EXERCISE OBJECTIVE — Format every line of the material below as a numbered list, skipping blank lines and leaving the pictures out of your answer.

DATA FOR THIS EXERCISE —
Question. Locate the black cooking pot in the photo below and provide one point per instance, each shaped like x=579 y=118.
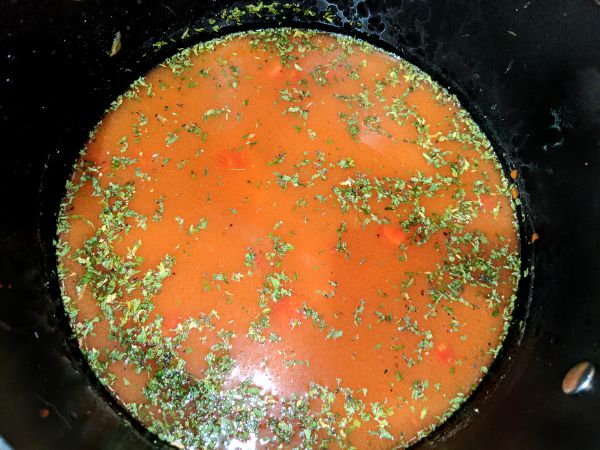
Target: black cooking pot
x=528 y=71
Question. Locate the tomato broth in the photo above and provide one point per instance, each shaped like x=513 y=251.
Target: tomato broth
x=288 y=238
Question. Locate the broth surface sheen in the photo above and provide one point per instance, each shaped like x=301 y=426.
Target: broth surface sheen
x=288 y=238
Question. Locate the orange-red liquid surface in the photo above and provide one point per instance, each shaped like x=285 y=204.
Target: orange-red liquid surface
x=240 y=161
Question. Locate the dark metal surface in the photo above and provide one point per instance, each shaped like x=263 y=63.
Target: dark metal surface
x=529 y=71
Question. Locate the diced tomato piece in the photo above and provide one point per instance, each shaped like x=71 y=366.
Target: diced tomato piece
x=394 y=234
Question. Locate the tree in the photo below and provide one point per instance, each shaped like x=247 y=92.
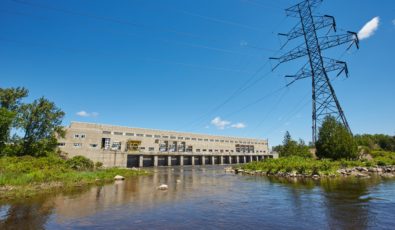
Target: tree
x=41 y=122
x=6 y=119
x=10 y=98
x=334 y=141
x=293 y=148
x=10 y=101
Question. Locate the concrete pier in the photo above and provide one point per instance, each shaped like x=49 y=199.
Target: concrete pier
x=155 y=160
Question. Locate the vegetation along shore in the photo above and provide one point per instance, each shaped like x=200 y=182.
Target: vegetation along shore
x=336 y=153
x=30 y=161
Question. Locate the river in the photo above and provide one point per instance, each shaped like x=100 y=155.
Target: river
x=205 y=197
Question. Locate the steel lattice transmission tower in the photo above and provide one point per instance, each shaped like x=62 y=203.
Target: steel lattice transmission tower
x=324 y=98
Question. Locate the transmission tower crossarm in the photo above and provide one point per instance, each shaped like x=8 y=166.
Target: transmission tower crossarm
x=293 y=11
x=321 y=23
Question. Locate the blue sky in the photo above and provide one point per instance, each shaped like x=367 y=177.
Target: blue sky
x=175 y=64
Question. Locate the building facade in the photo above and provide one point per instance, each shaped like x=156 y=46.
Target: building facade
x=136 y=147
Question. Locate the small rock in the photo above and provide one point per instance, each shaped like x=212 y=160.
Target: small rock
x=163 y=187
x=315 y=176
x=118 y=177
x=361 y=175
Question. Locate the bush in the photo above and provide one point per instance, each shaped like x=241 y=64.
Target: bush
x=80 y=163
x=335 y=141
x=98 y=165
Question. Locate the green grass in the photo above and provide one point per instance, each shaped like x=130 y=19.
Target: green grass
x=309 y=166
x=22 y=176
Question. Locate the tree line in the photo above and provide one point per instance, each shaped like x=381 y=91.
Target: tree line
x=335 y=142
x=28 y=128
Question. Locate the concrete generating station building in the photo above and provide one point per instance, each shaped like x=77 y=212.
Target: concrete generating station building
x=137 y=147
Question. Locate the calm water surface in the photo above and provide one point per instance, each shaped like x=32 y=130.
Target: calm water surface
x=209 y=198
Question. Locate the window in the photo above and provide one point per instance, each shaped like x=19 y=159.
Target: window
x=189 y=148
x=163 y=146
x=181 y=147
x=116 y=145
x=173 y=147
x=105 y=143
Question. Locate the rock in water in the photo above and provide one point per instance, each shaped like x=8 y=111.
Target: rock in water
x=118 y=177
x=163 y=187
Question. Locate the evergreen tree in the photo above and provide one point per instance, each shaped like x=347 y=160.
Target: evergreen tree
x=334 y=141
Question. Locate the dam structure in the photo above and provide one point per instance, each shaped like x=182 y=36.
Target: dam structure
x=117 y=146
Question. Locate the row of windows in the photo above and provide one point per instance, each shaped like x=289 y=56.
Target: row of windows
x=79 y=136
x=179 y=138
x=117 y=146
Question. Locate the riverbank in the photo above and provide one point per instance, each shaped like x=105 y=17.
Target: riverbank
x=299 y=167
x=27 y=176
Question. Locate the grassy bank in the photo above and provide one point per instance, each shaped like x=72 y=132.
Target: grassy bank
x=310 y=166
x=27 y=176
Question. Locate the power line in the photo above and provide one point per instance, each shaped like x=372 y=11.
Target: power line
x=113 y=20
x=95 y=53
x=274 y=107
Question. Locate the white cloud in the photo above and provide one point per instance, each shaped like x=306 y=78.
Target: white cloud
x=219 y=123
x=83 y=113
x=222 y=124
x=238 y=125
x=369 y=28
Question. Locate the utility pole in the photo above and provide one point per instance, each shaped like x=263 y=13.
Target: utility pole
x=324 y=99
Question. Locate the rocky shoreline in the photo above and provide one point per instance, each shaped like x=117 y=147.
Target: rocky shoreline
x=358 y=172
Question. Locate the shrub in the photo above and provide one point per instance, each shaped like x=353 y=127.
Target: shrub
x=80 y=163
x=335 y=141
x=98 y=165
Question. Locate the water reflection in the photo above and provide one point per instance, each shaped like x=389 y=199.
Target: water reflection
x=27 y=215
x=207 y=197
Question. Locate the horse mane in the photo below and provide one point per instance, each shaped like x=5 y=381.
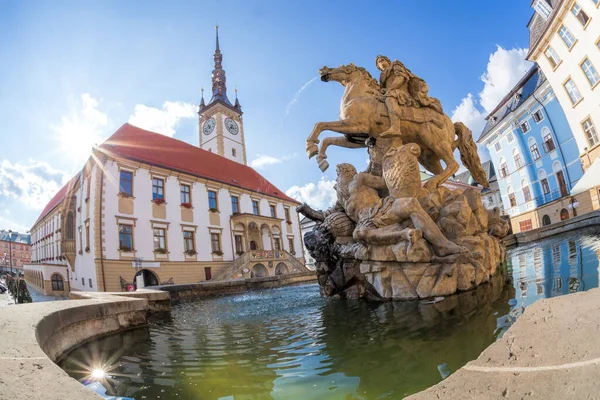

EXERCISE SOLUTION —
1. Question. Locate the black cooking pot in the photo below and provide one point per instance, each shaped like x=579 y=118.
2. Target: black cooking pot
3. x=528 y=71
4. Question. Locate the tomato broth in the photo above and provide one point per instance, each shaped like x=513 y=251.
5. Target: tomato broth
6. x=288 y=238
7. Question. Locate the broth surface sheen in the photo above and provide one point per instance, each shaped like x=301 y=426.
8. Target: broth surface sheen
9. x=288 y=238
10. Question. Locate the orange-red liquid surface in the photo above and provide one point per instance, each shaped like x=285 y=204.
11. Target: orange-red liquid surface
12. x=240 y=161
13. Question. Locate the dark metal surface in the photo above and provide one point per instance, each shaped like x=263 y=63.
14. Target: dark metal surface
15. x=529 y=71
16. Question. Locate the diced tomato piece in the photo above and provide one point per instance, each shaped like x=71 y=366.
17. Target: diced tomato piece
18. x=394 y=234
19. Question. Locate the tree in the photo below and provide one point per instance, each shaped like x=247 y=92.
20. Target: tree
21. x=41 y=122
22. x=6 y=119
23. x=10 y=98
24. x=334 y=141
25. x=293 y=148
26. x=10 y=101
27. Question. Locate the concrete pier in the photo above and provide one point per instance, each shaped like x=49 y=199.
28. Target: concrete pier
29. x=155 y=160
30. Question. Locate the vegetation along shore in the photo above and provide one point per instance, each shaped like x=200 y=182.
31. Target: vegetation along shore
32. x=336 y=153
33. x=30 y=161
34. Question. Locate the river in the photo above and provide one point per instance, each shaped like x=100 y=155.
35. Target: river
36. x=205 y=197
37. Question. Locate the steel lattice transmission tower in the photo above and provide one point per instance, each shaped like x=62 y=203.
38. Target: steel lattice transmission tower
39. x=324 y=98
40. Question. Locate the transmission tower crossarm in the photo above and provide one point per instance, each shaped like x=8 y=166.
41. Target: transmission tower crossarm
42. x=293 y=11
43. x=321 y=23
44. Question. Locate the blue sky in the photo above and provide one point per instance, each shaped like x=367 y=177.
45. Target: blue sky
46. x=175 y=64
47. Question. Locate the building facade in the photo above and provide one point per instance, each shaped like x=156 y=46.
48. Target: building facade
49. x=136 y=147
50. Question. Locate the small rock in the photo above and provide one point per instance, each shaped like x=212 y=160.
51. Target: small rock
52. x=163 y=187
53. x=315 y=176
54. x=118 y=177
55. x=361 y=175
56. Question. Locate the bush in the photo above and provide one point per instance, each shaped like x=241 y=64.
57. Target: bush
58. x=80 y=163
59. x=335 y=141
60. x=98 y=165
61. Question. Locate the green grass in the photo above and provide one point per instance, each shaped like x=130 y=19.
62. Target: green grass
63. x=309 y=166
64. x=22 y=176
65. Question. Locate the tree line in the photo above and provide one point per instance, each shaped like x=381 y=91.
66. Target: tree line
67. x=335 y=142
68. x=28 y=128
69. Question. Locate the concrete generating station building in the photo above and provide one point per instance, each shaped like x=77 y=212.
70. Target: concrete generating station building
71. x=137 y=147
72. Question. Locate the calm water surface in the photo above and provide one point per instance, each shaped like x=32 y=130.
73. Target: calm water surface
74. x=209 y=198
75. Question. Locate the window in the photo above and provide one point per instance, each shaped like x=19 y=159.
76. Target: window
77. x=189 y=148
78. x=163 y=146
79. x=181 y=147
80. x=116 y=145
81. x=173 y=147
82. x=105 y=143
83. Question. Locate the rock in water in the photo above and provide one point per instance, each shaped like x=8 y=111.
84. Target: rock in water
85. x=118 y=177
86. x=163 y=187
87. Question. Locate the evergreen tree in the photo above and provide one point per instance, each shaped like x=347 y=160.
88. Target: evergreen tree
89. x=334 y=141
90. Question. Locate the dam structure in the photo above and provide one point per instance, each shaped like x=182 y=36.
91. Target: dam structure
92. x=117 y=146
93. Question. Locate the row of windows in the photo above and provide one point per instance, each shaped like x=289 y=56.
94. Target: row of windows
95. x=79 y=136
96. x=179 y=138
97. x=117 y=146
98. Question. Locate the riverbank in the photo above and provide one point per instance, each shaped like x=105 y=17.
99. Target: riverbank
100. x=299 y=167
101. x=27 y=176
102. Question. Locate the grassy bank in the photo above and provide one point per instance, each shaped like x=72 y=132.
103. Target: grassy bank
104. x=310 y=166
105. x=27 y=176
106. Question. Locate the power line in the photo above and provide one point per instance, each shaped like x=372 y=11.
107. Target: power line
108. x=113 y=20
109. x=95 y=53
110. x=274 y=107
111. Question. Locate the white cloud in the photo above and provide one point per instance, each shaped like x=306 y=78.
112. Target: white cloud
113. x=219 y=123
114. x=83 y=113
115. x=222 y=124
116. x=238 y=125
117. x=369 y=28
118. Question. Locate the utility pole in the photo above and provide one point per instance, each shaped like x=263 y=13.
119. Target: utility pole
120. x=324 y=99
121. Question. Locate the rocky shoreline in the photo above and provide one point per instance, each shaped like x=117 y=147.
122. Target: rocky shoreline
123. x=358 y=172
124. Question. Locate the shrub in the photo above and provide one point per instance, each shaped like x=353 y=127.
125. Target: shrub
126. x=80 y=163
127. x=335 y=141
128. x=98 y=165
129. Question. Locate the water reflection in the photo above and provide one point per instance, each shaped like x=389 y=199.
130. Target: water reflection
131. x=27 y=215
132. x=207 y=197
133. Question. Locate the horse mane in the photo below and provide one point per instance, each shaped like x=5 y=381.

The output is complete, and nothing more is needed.